RECORDS TO USE: Begin

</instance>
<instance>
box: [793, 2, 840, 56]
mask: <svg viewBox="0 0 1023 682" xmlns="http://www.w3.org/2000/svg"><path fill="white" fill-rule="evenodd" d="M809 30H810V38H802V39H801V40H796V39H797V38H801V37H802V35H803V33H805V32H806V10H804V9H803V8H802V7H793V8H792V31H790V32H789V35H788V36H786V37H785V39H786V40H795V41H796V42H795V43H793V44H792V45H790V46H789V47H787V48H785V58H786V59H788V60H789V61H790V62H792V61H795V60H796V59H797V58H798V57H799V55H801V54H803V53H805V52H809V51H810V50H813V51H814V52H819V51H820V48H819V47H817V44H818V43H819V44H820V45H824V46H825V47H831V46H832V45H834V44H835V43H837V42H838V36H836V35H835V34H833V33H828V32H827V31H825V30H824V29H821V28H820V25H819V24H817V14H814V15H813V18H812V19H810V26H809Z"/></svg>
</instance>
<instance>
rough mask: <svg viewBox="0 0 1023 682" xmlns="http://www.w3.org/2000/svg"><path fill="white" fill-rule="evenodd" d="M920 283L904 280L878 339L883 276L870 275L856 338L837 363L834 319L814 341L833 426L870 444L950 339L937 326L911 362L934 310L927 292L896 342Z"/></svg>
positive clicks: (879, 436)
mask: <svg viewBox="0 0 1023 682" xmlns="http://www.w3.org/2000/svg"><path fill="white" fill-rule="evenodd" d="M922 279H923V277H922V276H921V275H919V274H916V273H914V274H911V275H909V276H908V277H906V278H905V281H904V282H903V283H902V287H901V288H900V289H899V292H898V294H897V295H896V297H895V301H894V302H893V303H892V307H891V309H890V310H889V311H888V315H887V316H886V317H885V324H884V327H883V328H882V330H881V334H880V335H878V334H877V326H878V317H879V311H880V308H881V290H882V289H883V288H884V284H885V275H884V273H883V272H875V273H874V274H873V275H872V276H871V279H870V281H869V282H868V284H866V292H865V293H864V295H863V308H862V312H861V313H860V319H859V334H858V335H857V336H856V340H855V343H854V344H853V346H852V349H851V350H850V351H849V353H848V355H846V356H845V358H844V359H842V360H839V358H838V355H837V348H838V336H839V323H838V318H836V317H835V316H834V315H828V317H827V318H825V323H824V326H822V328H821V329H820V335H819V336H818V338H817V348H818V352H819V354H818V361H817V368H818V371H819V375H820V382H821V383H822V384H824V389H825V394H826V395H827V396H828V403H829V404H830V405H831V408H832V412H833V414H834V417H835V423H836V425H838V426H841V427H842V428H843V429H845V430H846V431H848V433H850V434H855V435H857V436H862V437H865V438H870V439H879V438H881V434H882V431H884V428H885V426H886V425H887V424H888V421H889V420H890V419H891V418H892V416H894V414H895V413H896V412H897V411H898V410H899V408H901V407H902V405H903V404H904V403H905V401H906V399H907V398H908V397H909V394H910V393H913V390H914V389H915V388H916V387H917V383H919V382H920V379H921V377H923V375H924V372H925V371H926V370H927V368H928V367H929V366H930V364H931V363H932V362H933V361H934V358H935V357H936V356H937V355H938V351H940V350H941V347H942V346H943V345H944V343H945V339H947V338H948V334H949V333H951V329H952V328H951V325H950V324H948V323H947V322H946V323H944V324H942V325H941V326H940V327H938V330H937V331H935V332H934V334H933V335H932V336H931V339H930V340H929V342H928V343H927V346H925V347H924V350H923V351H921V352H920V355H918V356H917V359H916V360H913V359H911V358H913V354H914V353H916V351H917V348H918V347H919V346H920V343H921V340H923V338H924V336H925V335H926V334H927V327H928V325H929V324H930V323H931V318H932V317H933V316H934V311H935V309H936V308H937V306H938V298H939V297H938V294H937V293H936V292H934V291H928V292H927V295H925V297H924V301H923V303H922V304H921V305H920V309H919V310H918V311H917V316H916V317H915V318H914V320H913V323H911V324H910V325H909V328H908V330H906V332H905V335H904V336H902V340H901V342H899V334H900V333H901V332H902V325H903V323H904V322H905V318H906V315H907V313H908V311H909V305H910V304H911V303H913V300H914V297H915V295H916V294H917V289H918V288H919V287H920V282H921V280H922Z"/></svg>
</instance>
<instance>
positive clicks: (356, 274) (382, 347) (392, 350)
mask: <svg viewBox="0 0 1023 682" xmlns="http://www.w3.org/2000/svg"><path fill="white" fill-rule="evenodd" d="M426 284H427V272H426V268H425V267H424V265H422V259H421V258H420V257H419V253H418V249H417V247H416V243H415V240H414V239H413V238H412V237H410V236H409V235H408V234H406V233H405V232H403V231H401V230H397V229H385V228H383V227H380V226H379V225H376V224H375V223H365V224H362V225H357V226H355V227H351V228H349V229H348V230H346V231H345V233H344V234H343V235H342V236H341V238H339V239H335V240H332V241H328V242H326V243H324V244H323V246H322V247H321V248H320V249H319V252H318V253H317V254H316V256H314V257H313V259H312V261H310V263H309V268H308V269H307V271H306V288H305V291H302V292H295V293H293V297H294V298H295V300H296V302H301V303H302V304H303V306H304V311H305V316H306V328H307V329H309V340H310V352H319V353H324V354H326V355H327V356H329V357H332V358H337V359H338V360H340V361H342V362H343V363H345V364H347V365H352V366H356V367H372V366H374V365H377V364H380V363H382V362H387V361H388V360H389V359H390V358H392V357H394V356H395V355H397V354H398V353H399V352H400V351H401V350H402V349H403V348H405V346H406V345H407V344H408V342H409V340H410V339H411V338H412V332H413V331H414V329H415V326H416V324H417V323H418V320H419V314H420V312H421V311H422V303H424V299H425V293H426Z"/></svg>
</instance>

RECORDS TO USE: End

*REQUIREMENT*:
Rewrite every line of the entries above as a numbered list, leaving out any blank lines.

*EXPECTED ANSWER*:
1. </instance>
2. <instance>
3. box: [793, 2, 840, 56]
4. mask: <svg viewBox="0 0 1023 682" xmlns="http://www.w3.org/2000/svg"><path fill="white" fill-rule="evenodd" d="M809 30H810V38H802V39H801V40H796V39H797V38H801V37H802V35H803V33H805V32H806V10H804V9H803V8H802V7H793V8H792V31H790V32H789V35H788V36H786V37H785V39H786V40H795V41H796V42H795V43H793V44H792V45H790V46H789V47H787V48H785V58H786V59H788V60H789V61H790V62H792V61H795V60H796V59H797V58H798V57H799V55H801V54H803V53H805V52H809V51H810V50H813V51H814V52H819V51H820V48H819V47H817V44H818V43H819V44H820V45H824V46H825V47H831V46H832V45H834V44H835V43H837V42H838V36H836V35H835V34H833V33H828V32H827V31H825V30H824V29H821V28H820V25H819V24H817V14H814V15H813V18H812V19H810V26H809Z"/></svg>
5. </instance>
6. <instance>
7. rough mask: <svg viewBox="0 0 1023 682" xmlns="http://www.w3.org/2000/svg"><path fill="white" fill-rule="evenodd" d="M920 283L904 280L878 339L883 276L870 275L856 338L837 363L834 319L814 341L833 426L870 444L950 339L937 326L911 362L934 310L927 292L896 342Z"/></svg>
8. positive clicks: (879, 436)
9. mask: <svg viewBox="0 0 1023 682" xmlns="http://www.w3.org/2000/svg"><path fill="white" fill-rule="evenodd" d="M922 279H923V277H922V276H921V275H919V274H916V273H914V274H911V275H909V276H908V277H906V278H905V281H904V282H903V283H902V287H901V288H900V289H899V292H898V294H897V295H896V297H895V301H894V302H893V303H892V307H891V309H890V310H889V311H888V315H887V316H886V317H885V324H884V327H883V328H882V330H881V334H880V335H878V334H877V326H878V317H879V311H880V308H881V290H882V289H883V288H884V284H885V275H884V273H883V272H875V273H874V274H873V275H872V276H871V279H870V281H869V282H868V284H866V292H865V293H864V295H863V308H862V312H861V313H860V319H859V334H858V335H857V336H856V340H855V343H854V344H853V346H852V349H851V350H850V351H849V353H848V355H846V356H845V358H844V359H842V360H839V358H838V355H837V348H838V336H839V323H838V318H836V317H835V316H834V315H828V317H827V318H825V323H824V326H822V328H821V329H820V335H819V336H818V338H817V348H818V352H819V354H818V361H817V368H818V371H819V375H820V382H821V383H822V384H824V389H825V394H826V395H827V396H828V403H829V404H830V405H831V408H832V412H833V414H834V417H835V423H836V425H838V426H841V427H842V428H843V429H845V430H846V431H848V433H850V434H855V435H857V436H862V437H865V438H870V439H879V438H881V434H882V431H884V428H885V426H886V425H887V424H888V421H889V420H890V419H891V418H892V416H894V414H895V413H896V412H897V411H898V410H899V408H901V407H902V405H903V404H904V403H905V401H906V399H907V398H908V397H909V394H910V393H913V390H914V389H915V388H916V387H917V383H919V382H920V379H921V377H923V375H924V372H925V371H926V370H927V368H928V367H929V366H930V364H931V363H932V362H933V361H934V358H935V357H936V356H937V355H938V351H940V350H941V347H942V346H943V345H944V343H945V339H947V338H948V334H949V333H951V329H952V328H951V325H950V324H948V323H947V322H946V323H944V324H942V325H941V326H940V327H938V330H937V331H935V332H934V334H933V335H932V336H931V339H930V340H929V342H928V343H927V346H925V347H924V350H923V351H921V352H920V355H918V356H917V359H916V360H913V359H911V358H913V354H914V353H916V351H917V348H918V347H919V346H920V343H921V340H923V338H924V336H925V335H926V334H927V327H928V325H929V324H930V323H931V318H932V317H933V316H934V311H935V309H936V308H937V306H938V298H939V297H938V294H937V293H936V292H934V291H928V292H927V295H925V297H924V301H923V303H922V304H921V305H920V309H919V310H918V311H917V316H916V317H915V318H914V320H913V323H911V324H910V325H909V328H908V330H906V332H905V335H904V336H902V340H901V342H899V334H900V333H901V332H902V325H903V323H904V322H905V318H906V315H907V313H908V311H909V305H910V304H911V303H913V300H914V297H915V295H916V294H917V289H918V288H919V287H920V282H921V280H922Z"/></svg>
10. </instance>
11. <instance>
12. positive clicks: (356, 274) (382, 347) (392, 350)
13. mask: <svg viewBox="0 0 1023 682" xmlns="http://www.w3.org/2000/svg"><path fill="white" fill-rule="evenodd" d="M426 284H427V272H426V268H425V267H424V265H422V259H421V258H420V257H419V253H418V249H417V247H416V243H415V240H414V239H413V238H412V237H410V236H409V235H408V234H406V233H405V232H403V231H401V230H397V229H385V228H383V227H380V226H379V225H376V224H375V223H365V224H362V225H357V226H355V227H351V228H349V229H348V230H346V231H345V233H344V234H343V235H342V236H341V238H339V239H335V240H332V241H328V242H326V243H324V244H323V246H322V247H321V248H320V249H319V252H318V253H317V254H316V256H314V257H313V259H312V261H310V263H309V268H308V269H307V271H306V288H305V291H302V292H295V293H293V297H294V298H295V300H296V302H301V303H302V304H303V306H304V311H305V316H306V328H307V329H309V340H310V352H319V353H324V354H326V355H327V356H329V357H332V358H337V359H338V360H340V361H342V362H343V363H345V364H347V365H352V366H356V367H372V366H374V365H377V364H380V363H382V362H387V361H388V360H389V359H390V358H392V357H394V356H395V355H397V354H398V353H399V352H400V351H401V350H402V349H403V348H405V346H406V345H407V344H408V342H409V340H410V339H411V338H412V332H413V331H414V329H415V326H416V324H417V323H418V320H419V314H420V312H421V311H422V303H424V299H425V293H426Z"/></svg>
14. </instance>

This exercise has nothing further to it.